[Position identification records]
⟨

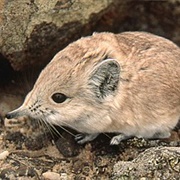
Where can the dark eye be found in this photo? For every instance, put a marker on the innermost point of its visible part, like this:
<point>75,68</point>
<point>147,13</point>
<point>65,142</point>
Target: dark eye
<point>59,97</point>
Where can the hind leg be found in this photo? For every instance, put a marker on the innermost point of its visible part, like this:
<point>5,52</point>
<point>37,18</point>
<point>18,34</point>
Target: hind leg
<point>161,135</point>
<point>117,139</point>
<point>83,138</point>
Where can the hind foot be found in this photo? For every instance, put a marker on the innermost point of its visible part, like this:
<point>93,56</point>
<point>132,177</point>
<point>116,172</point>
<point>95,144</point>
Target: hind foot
<point>83,138</point>
<point>117,139</point>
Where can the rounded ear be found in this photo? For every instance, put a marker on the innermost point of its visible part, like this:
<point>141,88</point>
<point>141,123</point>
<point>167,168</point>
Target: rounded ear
<point>104,78</point>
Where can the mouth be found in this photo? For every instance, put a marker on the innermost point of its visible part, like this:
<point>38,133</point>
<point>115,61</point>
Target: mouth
<point>15,114</point>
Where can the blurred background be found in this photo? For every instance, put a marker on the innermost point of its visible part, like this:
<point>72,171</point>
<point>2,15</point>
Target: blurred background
<point>32,32</point>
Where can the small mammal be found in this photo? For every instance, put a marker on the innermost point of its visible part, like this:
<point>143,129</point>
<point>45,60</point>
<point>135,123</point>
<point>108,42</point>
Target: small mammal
<point>126,83</point>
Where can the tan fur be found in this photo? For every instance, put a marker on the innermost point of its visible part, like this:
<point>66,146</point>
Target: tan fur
<point>147,99</point>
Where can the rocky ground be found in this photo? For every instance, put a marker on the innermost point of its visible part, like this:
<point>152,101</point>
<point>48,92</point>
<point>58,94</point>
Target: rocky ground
<point>29,151</point>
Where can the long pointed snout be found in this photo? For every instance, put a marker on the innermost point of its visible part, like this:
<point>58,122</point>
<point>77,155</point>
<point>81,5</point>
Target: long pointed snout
<point>16,113</point>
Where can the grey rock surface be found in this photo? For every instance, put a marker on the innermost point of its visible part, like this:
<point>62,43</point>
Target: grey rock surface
<point>156,162</point>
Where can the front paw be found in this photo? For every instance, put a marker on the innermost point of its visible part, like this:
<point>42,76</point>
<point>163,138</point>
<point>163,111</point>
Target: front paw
<point>117,139</point>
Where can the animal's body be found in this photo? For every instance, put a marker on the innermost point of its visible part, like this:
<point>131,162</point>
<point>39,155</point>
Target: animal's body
<point>127,83</point>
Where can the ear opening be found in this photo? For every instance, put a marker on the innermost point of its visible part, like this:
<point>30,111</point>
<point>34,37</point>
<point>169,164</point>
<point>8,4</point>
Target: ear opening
<point>105,78</point>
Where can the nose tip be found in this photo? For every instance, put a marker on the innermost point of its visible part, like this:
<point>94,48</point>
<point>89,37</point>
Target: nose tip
<point>9,115</point>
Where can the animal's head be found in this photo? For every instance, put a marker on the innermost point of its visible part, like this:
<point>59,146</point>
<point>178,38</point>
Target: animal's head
<point>74,88</point>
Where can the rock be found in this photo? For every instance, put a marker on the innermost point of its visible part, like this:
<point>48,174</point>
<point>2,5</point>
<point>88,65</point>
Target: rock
<point>51,176</point>
<point>157,162</point>
<point>4,155</point>
<point>33,31</point>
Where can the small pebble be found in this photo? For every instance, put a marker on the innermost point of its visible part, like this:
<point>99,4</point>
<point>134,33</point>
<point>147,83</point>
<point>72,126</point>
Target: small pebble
<point>4,155</point>
<point>51,176</point>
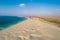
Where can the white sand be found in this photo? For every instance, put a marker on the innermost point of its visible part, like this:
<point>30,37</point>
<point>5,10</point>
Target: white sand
<point>31,29</point>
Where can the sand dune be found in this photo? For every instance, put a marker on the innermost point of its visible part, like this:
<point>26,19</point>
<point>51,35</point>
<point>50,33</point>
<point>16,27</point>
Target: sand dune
<point>33,28</point>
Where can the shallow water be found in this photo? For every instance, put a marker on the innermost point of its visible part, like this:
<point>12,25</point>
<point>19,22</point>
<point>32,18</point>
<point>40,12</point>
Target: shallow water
<point>7,21</point>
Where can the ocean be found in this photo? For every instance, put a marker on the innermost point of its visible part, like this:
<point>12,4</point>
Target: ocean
<point>8,21</point>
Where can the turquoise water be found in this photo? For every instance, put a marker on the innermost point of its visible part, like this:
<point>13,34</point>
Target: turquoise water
<point>7,21</point>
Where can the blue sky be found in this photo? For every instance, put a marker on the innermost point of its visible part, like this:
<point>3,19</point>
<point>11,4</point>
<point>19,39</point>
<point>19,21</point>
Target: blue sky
<point>30,7</point>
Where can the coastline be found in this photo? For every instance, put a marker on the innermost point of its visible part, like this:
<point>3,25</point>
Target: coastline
<point>32,27</point>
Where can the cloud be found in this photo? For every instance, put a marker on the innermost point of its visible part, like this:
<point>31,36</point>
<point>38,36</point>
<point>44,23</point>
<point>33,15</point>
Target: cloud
<point>22,5</point>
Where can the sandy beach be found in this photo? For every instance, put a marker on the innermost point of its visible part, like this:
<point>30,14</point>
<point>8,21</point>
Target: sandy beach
<point>31,29</point>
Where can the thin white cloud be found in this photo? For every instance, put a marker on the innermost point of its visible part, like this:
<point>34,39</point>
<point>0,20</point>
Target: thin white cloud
<point>22,5</point>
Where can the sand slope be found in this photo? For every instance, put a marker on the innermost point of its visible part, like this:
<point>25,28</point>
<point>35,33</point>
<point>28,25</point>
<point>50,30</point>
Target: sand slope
<point>31,29</point>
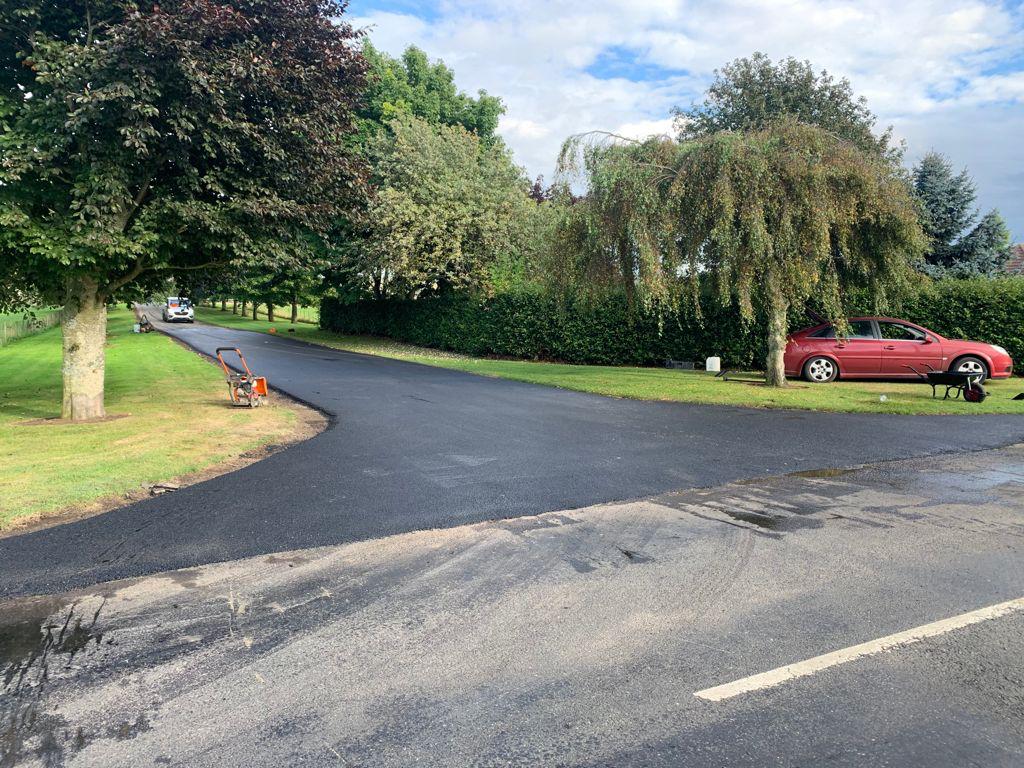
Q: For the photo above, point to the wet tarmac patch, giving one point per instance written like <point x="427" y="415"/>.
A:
<point x="33" y="633"/>
<point x="635" y="557"/>
<point x="821" y="473"/>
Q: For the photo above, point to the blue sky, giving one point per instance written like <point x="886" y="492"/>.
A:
<point x="947" y="76"/>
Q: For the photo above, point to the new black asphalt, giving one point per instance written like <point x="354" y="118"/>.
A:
<point x="413" y="446"/>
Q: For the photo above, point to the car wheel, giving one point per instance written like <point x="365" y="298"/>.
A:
<point x="820" y="370"/>
<point x="971" y="365"/>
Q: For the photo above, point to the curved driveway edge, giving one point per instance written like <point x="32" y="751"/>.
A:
<point x="416" y="448"/>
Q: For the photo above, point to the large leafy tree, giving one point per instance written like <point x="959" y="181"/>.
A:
<point x="444" y="210"/>
<point x="138" y="140"/>
<point x="960" y="244"/>
<point x="753" y="92"/>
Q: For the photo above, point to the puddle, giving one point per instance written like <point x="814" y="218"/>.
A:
<point x="582" y="566"/>
<point x="778" y="523"/>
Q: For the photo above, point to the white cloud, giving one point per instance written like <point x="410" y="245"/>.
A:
<point x="920" y="62"/>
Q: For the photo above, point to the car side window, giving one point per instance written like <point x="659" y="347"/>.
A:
<point x="899" y="332"/>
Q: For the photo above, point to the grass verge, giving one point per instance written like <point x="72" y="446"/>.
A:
<point x="175" y="424"/>
<point x="658" y="384"/>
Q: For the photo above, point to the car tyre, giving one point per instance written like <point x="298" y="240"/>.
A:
<point x="820" y="370"/>
<point x="971" y="365"/>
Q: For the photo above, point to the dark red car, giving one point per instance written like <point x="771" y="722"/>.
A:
<point x="883" y="347"/>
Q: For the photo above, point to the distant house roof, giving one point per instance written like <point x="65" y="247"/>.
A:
<point x="1016" y="263"/>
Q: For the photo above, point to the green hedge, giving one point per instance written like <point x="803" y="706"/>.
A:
<point x="602" y="331"/>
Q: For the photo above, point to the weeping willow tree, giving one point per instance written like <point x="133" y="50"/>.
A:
<point x="793" y="213"/>
<point x="620" y="232"/>
<point x="773" y="218"/>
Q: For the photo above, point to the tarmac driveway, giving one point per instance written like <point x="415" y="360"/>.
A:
<point x="417" y="448"/>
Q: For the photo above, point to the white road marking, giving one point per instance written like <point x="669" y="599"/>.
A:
<point x="811" y="666"/>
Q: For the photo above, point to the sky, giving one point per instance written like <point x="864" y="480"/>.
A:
<point x="947" y="76"/>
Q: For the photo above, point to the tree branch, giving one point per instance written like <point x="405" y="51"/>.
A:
<point x="136" y="203"/>
<point x="137" y="268"/>
<point x="205" y="265"/>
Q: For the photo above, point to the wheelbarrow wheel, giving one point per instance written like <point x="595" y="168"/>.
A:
<point x="971" y="365"/>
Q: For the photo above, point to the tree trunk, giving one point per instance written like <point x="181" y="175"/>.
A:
<point x="83" y="326"/>
<point x="775" y="363"/>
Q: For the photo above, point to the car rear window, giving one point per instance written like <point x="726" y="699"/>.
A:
<point x="899" y="332"/>
<point x="858" y="330"/>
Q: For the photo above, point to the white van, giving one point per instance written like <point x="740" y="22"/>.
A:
<point x="178" y="308"/>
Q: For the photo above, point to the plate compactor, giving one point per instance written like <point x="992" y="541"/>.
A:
<point x="244" y="389"/>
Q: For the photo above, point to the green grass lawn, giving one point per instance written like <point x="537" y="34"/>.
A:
<point x="168" y="395"/>
<point x="659" y="384"/>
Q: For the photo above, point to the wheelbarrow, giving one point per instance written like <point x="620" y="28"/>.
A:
<point x="968" y="385"/>
<point x="245" y="388"/>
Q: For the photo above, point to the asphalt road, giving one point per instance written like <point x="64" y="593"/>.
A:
<point x="414" y="448"/>
<point x="574" y="638"/>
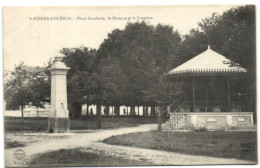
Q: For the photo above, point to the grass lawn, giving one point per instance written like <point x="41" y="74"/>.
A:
<point x="239" y="145"/>
<point x="14" y="124"/>
<point x="76" y="158"/>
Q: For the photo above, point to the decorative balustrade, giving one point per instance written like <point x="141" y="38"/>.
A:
<point x="213" y="107"/>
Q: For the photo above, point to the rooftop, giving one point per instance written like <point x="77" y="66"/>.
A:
<point x="208" y="61"/>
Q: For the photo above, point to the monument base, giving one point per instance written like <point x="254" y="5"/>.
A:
<point x="58" y="125"/>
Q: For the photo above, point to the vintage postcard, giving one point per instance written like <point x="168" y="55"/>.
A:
<point x="130" y="86"/>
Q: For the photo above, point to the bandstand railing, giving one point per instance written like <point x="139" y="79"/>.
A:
<point x="213" y="107"/>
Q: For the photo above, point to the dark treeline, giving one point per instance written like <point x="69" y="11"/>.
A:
<point x="130" y="65"/>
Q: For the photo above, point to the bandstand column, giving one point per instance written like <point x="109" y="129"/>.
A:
<point x="193" y="95"/>
<point x="206" y="94"/>
<point x="229" y="104"/>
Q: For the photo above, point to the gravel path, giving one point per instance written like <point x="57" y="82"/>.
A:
<point x="90" y="142"/>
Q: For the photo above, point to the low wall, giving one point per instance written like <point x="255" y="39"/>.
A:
<point x="219" y="120"/>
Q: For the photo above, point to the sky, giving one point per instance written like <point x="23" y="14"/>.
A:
<point x="34" y="42"/>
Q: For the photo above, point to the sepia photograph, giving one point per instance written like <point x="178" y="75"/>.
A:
<point x="119" y="86"/>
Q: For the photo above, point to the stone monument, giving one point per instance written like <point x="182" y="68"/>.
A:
<point x="59" y="115"/>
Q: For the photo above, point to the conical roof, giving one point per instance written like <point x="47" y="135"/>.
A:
<point x="208" y="62"/>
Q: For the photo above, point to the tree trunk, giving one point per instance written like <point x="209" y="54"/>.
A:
<point x="117" y="110"/>
<point x="22" y="112"/>
<point x="159" y="128"/>
<point x="87" y="111"/>
<point x="98" y="116"/>
<point x="107" y="111"/>
<point x="132" y="112"/>
<point x="152" y="111"/>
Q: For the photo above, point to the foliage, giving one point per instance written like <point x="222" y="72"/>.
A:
<point x="27" y="85"/>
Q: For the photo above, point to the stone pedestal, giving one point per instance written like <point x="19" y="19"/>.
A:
<point x="59" y="115"/>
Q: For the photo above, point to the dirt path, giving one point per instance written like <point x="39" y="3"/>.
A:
<point x="89" y="142"/>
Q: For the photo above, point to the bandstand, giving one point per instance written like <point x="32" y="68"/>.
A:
<point x="216" y="94"/>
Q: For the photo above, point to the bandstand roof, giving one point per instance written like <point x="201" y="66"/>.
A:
<point x="208" y="62"/>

⟩

EXERCISE BRIEF:
Take the line in which "Q: For the photo above, point to the bandstand column, giving" occurs and each subsequent line through the end; give these lines again without alteration.

SOLVED EXERCISE:
Q: For the photo above, point to the bandstand column, giving one point per instance written like <point x="109" y="129"/>.
A:
<point x="193" y="95"/>
<point x="206" y="94"/>
<point x="229" y="104"/>
Q: For the photo above, point to the gravel path, giving one point per instance written like <point x="57" y="82"/>.
A:
<point x="90" y="142"/>
Q: For the photo above, point to the low wall, giving one point per instance written like <point x="255" y="39"/>.
A:
<point x="219" y="120"/>
Q: For the photo above, point to the sky, giving one point per instance written like <point x="23" y="14"/>.
A:
<point x="34" y="42"/>
Q: For the photo above, point to the sepia photograph, giving one point per instance written like <point x="178" y="75"/>.
A:
<point x="119" y="86"/>
Q: For the photo above, point to the stone monument, giving one point per instance written like <point x="182" y="68"/>.
A:
<point x="59" y="115"/>
Q: For the photo above, point to the conical roof, giving one point per instance written like <point x="47" y="135"/>.
A:
<point x="208" y="62"/>
Q: For the photo above, point to the tree trunk, giving one point per instance written like <point x="209" y="54"/>.
A:
<point x="117" y="110"/>
<point x="22" y="112"/>
<point x="159" y="128"/>
<point x="87" y="111"/>
<point x="98" y="116"/>
<point x="107" y="111"/>
<point x="132" y="112"/>
<point x="152" y="111"/>
Q: For the photo above, point to the foliage, giving one point per instance written like <point x="222" y="72"/>.
A:
<point x="27" y="85"/>
Q: For the photo above, point to the stone pedestal, giving one point per instance written like <point x="19" y="19"/>.
A:
<point x="59" y="115"/>
Q: For the photo above, point to the dirt path, giving one point per instance written like <point x="39" y="3"/>.
A:
<point x="89" y="142"/>
Q: For the photo above, point to the bandstand, giving one point per instance written like <point x="32" y="68"/>.
A:
<point x="216" y="94"/>
Q: For the photo above, point to the bandstand roof, giving one point per instance written like <point x="201" y="66"/>.
A:
<point x="208" y="62"/>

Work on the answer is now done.